[Text shown Boundary: Start]

Ride the BUS in Grenada and learn about HIV/AIDS

Published: 21 December 2005 0:00 CET

Raymond Syms, Trinidad

If you happen to visit the Caribbean island of Grenada and a young person in a Red Cross T-shirt suggests you ‘ride the bus’, don’t take them literally. Unless, of course, you’re at a bus stop.

In fact, ‘Ride the BUS’ is the title of an innovative campaign organised by the Grenada Red Cross to educate the public, especially the island’s young people, about HIV/AIDS. ‘Bus’ in this case stands for ‘Building Understanding for Safety’.

Addressing the prevalence of HIV/AIDS remains a priority in the Caribbean, which has been ranked by UNAIDS as the second most affected region after Africa. According to recent statistics* , the AIDS epidemic claimed an estimated 24,000 (16,000-40,000) lives in the region in 2005, making it the leading cause of death among adults aged between 15 and 44 years.

[Text shown Boundary: End]
[Given data Boundary: Start]

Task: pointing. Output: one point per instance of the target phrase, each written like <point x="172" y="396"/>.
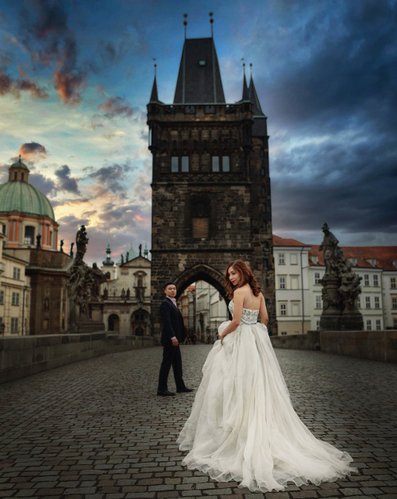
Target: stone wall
<point x="309" y="341"/>
<point x="25" y="355"/>
<point x="373" y="345"/>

[Given data Boundary: End]

Activity list.
**a)** Copy out the passage of the article about the Grenada Red Cross HIV/AIDS campaign that opens with the words containing "In fact, ‘Ride" and closes with "Understanding for Safety’.".
**b)** Carry on the article about the Grenada Red Cross "Ride the BUS" campaign, starting after its final sentence.

Responses to the exercise.
**a)**
In fact, ‘Ride the BUS’ is the title of an innovative campaign organised by the Grenada Red Cross to educate the public, especially the island’s young people, about HIV/AIDS. ‘Bus’ in this case stands for ‘Building Understanding for Safety’.

**b)**
A total of 300,000 (200,000-510,000) people are living with HIV in the Caribbean region, including the 30,000 (17 000-71,000) people who became infected in 2005. Estimated national adult HIV prevalence surpasses 1% in Barbados, Dominican Republic, Jamaica and Suriname, 2% in the Bahamas, Guyana and Trinidad and Tobago, and 3% in Haiti.

Supported by the United Nations Office of Drugs and Crime, the initial ‘Ride the BUS’ campaign ran from June to September 2005 and involved youth peer educators from the regional HIV/AIDS peer education programme, Together We Can.

Every Friday, these young people visited busy bus terminals in four of the island’s regions to distribute bumper stickers, T-shirts, flyers and exercise books, all carrying a HIV/AIDS message. They also set up an information booth nearby where people could find out more about HIV/AIDS and the Red Cross. There was an element of fun as visitors to the booth could pick a question from a bowl and win a T-shirt or token if they answered it correctly.

“The campaign was definitely a success and sensitised a lot of people, young and old, about HIV/AIDS,” explained Cindy Lewis, a Red Cross volunteer and a national trainer for Together We Can.

“Many of the older people were delighted to see young people involved in reaching out to the public about the virus. In August, one young man came to the booth and congratulated them for their efforts to raise awareness. He was quite emotional because his brother had recently died of AIDS.”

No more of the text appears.